_Records to use_
=-=-=-=-=

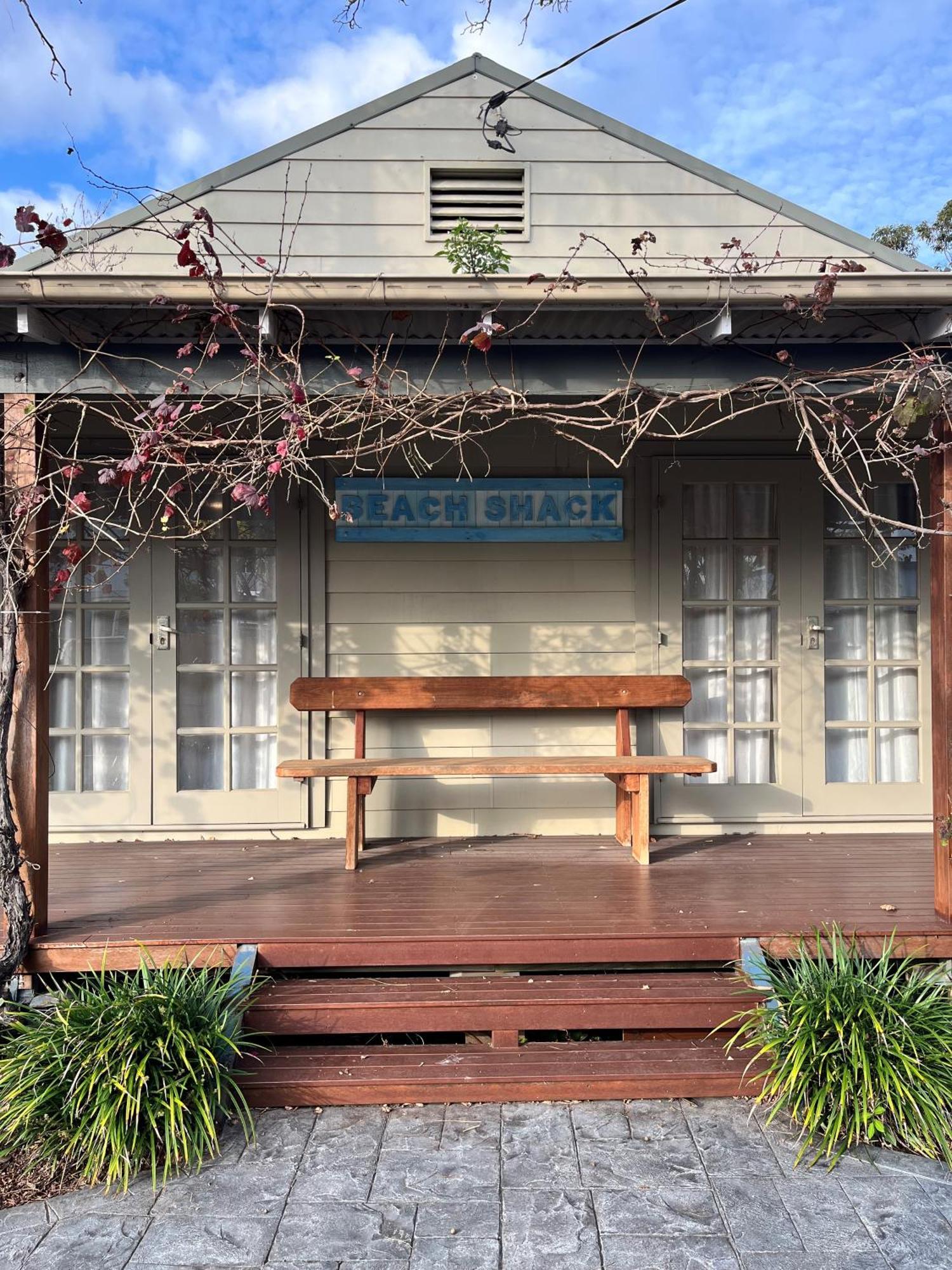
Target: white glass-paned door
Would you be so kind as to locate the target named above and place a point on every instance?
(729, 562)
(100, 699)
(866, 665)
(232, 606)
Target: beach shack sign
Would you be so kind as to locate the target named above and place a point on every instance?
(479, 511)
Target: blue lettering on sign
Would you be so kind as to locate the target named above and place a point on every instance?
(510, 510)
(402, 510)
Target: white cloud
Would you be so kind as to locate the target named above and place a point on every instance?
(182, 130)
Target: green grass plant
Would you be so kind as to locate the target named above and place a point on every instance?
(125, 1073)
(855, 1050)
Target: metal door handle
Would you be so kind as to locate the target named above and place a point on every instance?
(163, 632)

=-=-=-=-=

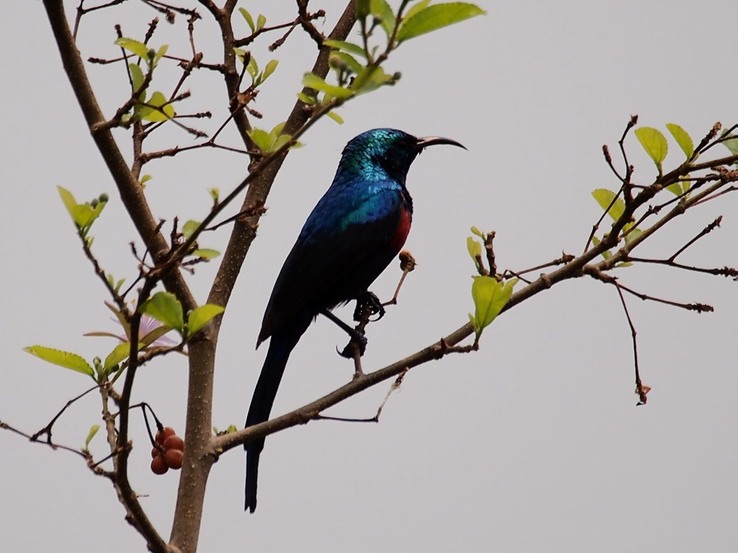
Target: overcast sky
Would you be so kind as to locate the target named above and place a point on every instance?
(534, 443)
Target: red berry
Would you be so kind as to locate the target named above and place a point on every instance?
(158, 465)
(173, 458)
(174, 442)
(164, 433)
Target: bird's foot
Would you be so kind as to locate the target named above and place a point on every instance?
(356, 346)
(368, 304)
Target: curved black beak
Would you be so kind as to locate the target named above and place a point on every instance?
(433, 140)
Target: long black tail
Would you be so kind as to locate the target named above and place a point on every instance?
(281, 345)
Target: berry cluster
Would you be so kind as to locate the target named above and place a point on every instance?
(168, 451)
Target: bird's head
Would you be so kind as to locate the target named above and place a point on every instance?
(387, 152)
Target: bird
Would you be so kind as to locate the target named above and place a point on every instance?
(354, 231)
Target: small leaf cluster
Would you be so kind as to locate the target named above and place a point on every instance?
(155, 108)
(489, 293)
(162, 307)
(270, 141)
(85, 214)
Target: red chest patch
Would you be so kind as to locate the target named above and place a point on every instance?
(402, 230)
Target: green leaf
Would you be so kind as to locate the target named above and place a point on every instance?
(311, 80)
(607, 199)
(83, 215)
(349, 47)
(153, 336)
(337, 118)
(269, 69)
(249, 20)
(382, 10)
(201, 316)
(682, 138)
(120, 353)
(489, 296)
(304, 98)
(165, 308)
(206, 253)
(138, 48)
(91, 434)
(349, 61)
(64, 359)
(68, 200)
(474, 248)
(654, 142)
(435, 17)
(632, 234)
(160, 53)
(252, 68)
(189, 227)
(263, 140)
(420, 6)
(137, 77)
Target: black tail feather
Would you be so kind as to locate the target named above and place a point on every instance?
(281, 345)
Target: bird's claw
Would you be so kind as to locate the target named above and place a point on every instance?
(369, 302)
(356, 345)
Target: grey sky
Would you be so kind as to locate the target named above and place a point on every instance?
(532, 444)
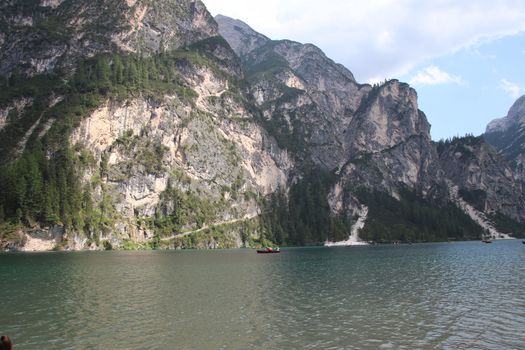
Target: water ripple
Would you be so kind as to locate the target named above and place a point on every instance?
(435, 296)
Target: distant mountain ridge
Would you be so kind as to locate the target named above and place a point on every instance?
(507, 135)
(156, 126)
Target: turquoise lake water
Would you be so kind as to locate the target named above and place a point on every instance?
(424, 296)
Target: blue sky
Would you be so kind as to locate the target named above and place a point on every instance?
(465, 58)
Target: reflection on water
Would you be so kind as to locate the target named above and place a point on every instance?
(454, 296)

=-=-=-=-=

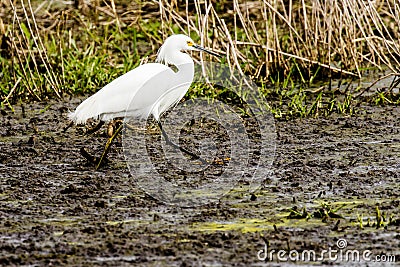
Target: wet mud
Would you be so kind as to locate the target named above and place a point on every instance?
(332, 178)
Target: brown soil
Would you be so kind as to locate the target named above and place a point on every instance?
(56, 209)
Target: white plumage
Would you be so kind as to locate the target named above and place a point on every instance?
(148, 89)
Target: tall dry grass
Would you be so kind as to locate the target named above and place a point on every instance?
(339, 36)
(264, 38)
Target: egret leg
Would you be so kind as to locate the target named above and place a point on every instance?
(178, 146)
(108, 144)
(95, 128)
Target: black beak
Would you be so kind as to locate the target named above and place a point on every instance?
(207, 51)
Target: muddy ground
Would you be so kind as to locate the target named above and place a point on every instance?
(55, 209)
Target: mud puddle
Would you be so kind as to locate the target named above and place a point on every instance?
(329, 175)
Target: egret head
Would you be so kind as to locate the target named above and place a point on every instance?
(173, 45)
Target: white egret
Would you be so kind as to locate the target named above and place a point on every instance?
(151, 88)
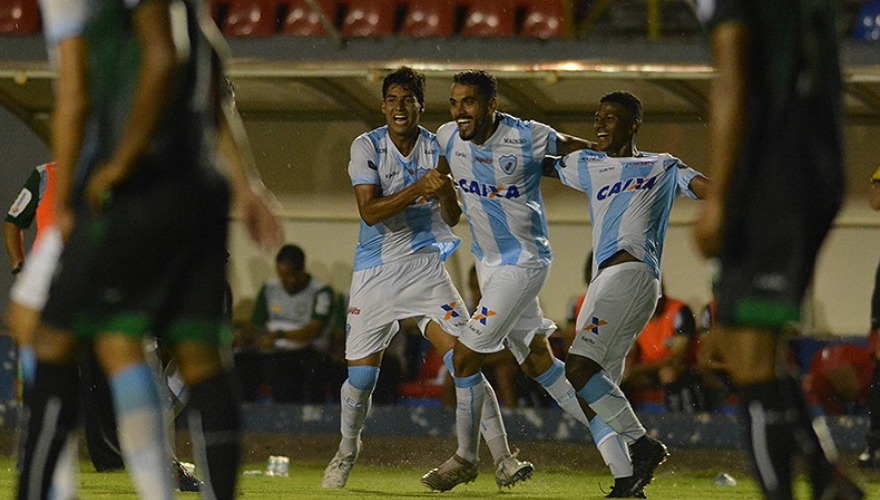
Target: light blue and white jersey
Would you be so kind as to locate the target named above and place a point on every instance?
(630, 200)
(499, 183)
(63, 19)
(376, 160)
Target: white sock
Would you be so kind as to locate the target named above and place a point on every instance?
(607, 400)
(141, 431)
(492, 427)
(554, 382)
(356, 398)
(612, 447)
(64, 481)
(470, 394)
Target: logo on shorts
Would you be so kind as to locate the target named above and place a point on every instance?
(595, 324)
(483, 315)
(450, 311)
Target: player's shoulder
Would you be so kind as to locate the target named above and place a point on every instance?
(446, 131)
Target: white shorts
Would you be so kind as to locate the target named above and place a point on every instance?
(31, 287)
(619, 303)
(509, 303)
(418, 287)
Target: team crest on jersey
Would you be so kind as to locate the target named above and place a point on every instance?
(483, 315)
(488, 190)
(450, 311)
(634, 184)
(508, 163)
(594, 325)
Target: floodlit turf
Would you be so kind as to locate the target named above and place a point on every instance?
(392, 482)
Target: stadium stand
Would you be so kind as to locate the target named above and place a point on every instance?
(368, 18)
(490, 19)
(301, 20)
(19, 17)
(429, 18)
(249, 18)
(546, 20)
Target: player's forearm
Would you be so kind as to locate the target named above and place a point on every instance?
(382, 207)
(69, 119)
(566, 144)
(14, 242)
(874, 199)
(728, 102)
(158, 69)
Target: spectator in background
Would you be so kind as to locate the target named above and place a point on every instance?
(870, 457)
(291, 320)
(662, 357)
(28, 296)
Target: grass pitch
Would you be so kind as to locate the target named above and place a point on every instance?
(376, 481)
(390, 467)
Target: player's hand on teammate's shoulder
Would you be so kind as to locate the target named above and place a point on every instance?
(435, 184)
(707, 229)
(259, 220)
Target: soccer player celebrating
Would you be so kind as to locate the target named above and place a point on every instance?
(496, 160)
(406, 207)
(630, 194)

=-=-=-=-=

_Task objective_
Could you lay out the lines above, from the one holding "Target: white glass-paned door" through the one holding "(855, 1050)", both included, as a JSON list of strings, one string per line with any blank lines left out?

_Full solution_
[
  "Target: white glass-paned door",
  "Would you be so kind as to locate the target named above and place a point on every instance?",
  "(729, 562)",
  "(100, 699)",
  "(866, 665)",
  "(232, 606)",
  "Target: beach shack sign",
  "Would you be so kind as to locate the target named above and place a point on every instance?",
  "(479, 511)",
  "Target: blue lettering on sign",
  "Would you be so kind as to locate the target named above and place a point on every instance?",
  "(510, 510)",
  "(402, 510)",
  "Target: white cloud",
  "Would you be so kind as to locate the target named above and place a point on every instance?",
  "(182, 130)",
  "Target: green grass plant",
  "Would you be so kind as to locate the target named above and place a point on every instance?",
  "(125, 1073)",
  "(855, 1050)"
]